* [AIM]
Count the lines below that contain the string "sand". Reply with the number alone.

### RECORDS FOR THE TASK ###

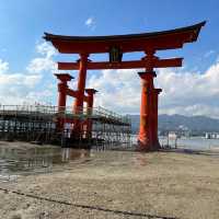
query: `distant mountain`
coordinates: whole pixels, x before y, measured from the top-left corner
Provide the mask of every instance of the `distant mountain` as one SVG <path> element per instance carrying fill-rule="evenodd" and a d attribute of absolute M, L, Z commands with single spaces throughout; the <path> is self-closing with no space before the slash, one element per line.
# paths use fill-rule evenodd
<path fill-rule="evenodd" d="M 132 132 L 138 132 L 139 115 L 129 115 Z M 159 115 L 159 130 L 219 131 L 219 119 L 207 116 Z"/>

###
### RECORDS FOR THE TASK ###

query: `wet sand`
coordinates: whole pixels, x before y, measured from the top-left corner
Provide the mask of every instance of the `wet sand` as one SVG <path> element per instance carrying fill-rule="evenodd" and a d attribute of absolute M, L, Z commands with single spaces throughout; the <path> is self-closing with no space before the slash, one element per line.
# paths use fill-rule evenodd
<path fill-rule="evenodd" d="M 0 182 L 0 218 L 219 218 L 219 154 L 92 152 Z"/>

###
### RECORDS FOR THE TASK ###

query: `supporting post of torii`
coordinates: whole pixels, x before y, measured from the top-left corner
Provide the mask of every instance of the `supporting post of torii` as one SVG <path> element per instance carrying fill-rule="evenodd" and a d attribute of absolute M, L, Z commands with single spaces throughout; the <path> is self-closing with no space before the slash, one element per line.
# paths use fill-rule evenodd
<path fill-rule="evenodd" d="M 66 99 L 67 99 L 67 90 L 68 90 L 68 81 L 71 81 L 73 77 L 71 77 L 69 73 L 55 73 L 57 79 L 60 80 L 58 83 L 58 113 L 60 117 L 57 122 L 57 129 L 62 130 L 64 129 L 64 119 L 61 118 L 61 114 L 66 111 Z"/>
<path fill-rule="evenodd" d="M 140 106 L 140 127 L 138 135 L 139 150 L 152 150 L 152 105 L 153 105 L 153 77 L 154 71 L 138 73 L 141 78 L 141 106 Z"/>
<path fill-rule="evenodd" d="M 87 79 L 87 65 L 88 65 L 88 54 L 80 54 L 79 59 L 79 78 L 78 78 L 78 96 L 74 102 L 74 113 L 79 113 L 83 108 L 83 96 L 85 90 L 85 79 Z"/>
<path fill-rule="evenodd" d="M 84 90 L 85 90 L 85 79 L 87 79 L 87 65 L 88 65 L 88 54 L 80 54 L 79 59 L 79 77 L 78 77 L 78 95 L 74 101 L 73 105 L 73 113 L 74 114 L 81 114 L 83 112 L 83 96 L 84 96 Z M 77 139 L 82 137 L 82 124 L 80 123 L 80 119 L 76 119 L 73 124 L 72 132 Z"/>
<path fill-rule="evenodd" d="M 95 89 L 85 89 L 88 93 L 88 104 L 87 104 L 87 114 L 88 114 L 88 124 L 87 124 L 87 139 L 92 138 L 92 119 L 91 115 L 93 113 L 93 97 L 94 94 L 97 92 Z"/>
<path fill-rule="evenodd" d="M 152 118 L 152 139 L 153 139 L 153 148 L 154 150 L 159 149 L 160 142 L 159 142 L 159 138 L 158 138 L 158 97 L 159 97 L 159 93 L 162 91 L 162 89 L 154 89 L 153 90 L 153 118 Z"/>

###

* [WRITTEN ANSWER]
2